Selected extract
----------------------------------------
Indiana University Dedicates ‘Big Red 200’ Cray Shasta Supercomputer

After six months of celebrations, Indiana University (IU) officially marked its bicentennial on Monday – and it saved the best for last, inaugurating Big Red 200, a new AI-focused supercomputer that joins the ranks of the fastest academic supercomputers in the world.

Big Red 200, which is replacing the 7-year-old Big Red II system, is a $9.6 million Cray Shasta system equipped with 2nd-generation AMD Epyc CPUs, Nvidia V100 GPUs, the Cray Slingshot interconnect and the Cray Urika AI Suite for Shasta. This new supercomputer, offering a peak performance of 5.9 petaflops, is 300 times more powerful than the original Big Red and around six times more powerful than Big Red II, a Cray XK7 system that had a peak performance just over one petaflops.

“Big Red 200 will give us [an] unprecedented amount of computation power to be able to train and evaluate … the latest state-of-the-art artificial intelligence and machine learning models and to be able to apply them to new applications in computer vision,” said David Crandall, associate professor of computer science at IU.

IU took the opportunity to highlight the many ways its researchers will utilize the supercomputer in other fields, such as high-performance genetics applications. “I am excited about utilizing the AI capabilities of Big Red 200 to accelerate the research programs in the Department of Medical and Molecular Genetics at the IU School of Medicine,” said distinguished professor Tatiana Foroud, chair of the department. “I believe this new AI-capable supercomputer will enable breakthrough discoveries across a broad range of research areas, including neurodegeneration and the study of Alzheimer’s disease.” Andrew Saykin, professor of radiology and imaging sciences at IU, said, “Where we had 800 genomes, we’ll now have access to 20,000 genomes. We need much more computation, and the timing couldn’t be more perfect for [Big Red 200] becoming available this year.”
----------------------------------------
[Records from a collection]
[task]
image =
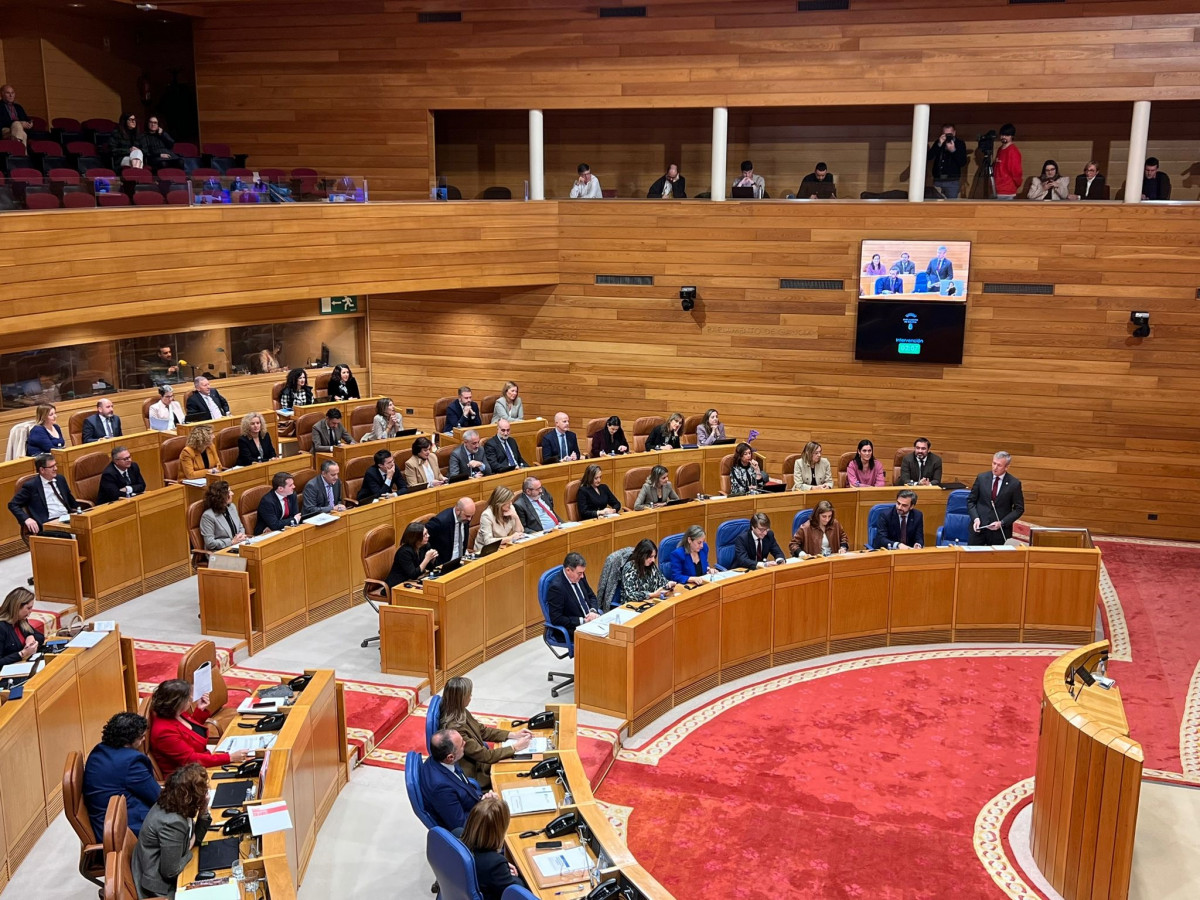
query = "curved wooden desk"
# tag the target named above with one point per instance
(1089, 780)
----------------------------------------
Activity list
- a) According to the article on Big Red 200, how much does the new Cray Shasta system cost?
- b) Write a continuation of the article on Big Red 200, starting after its final sentence.

Answers
- a) $9.6 million

- b)
IU also spotlighted a number of applications for Big Red 200 in the earth sciences. “Big Red 200 is a unique opportunity to do some really amazing work and really get high throughput, faster simulations, better simulations, in order to better understand how the climate system works,” said Ben Kravitz, assistant professor of earth and atmospheric sciences at IU. Natasha MacBean, assistant professor of geology at IU, said that Big Red 200 will allow them to “better test the models, constrain uncertainty and test future scenarios of how we use and manage the land.”

Initially, only faculty, staff and sponsored graduate students will have access to the supercomputer, but Brad Wheeler, IU’s CIO and vice president for IT, explained that IU hopes to make Big Red 200 more accessible to undergraduate students in any major.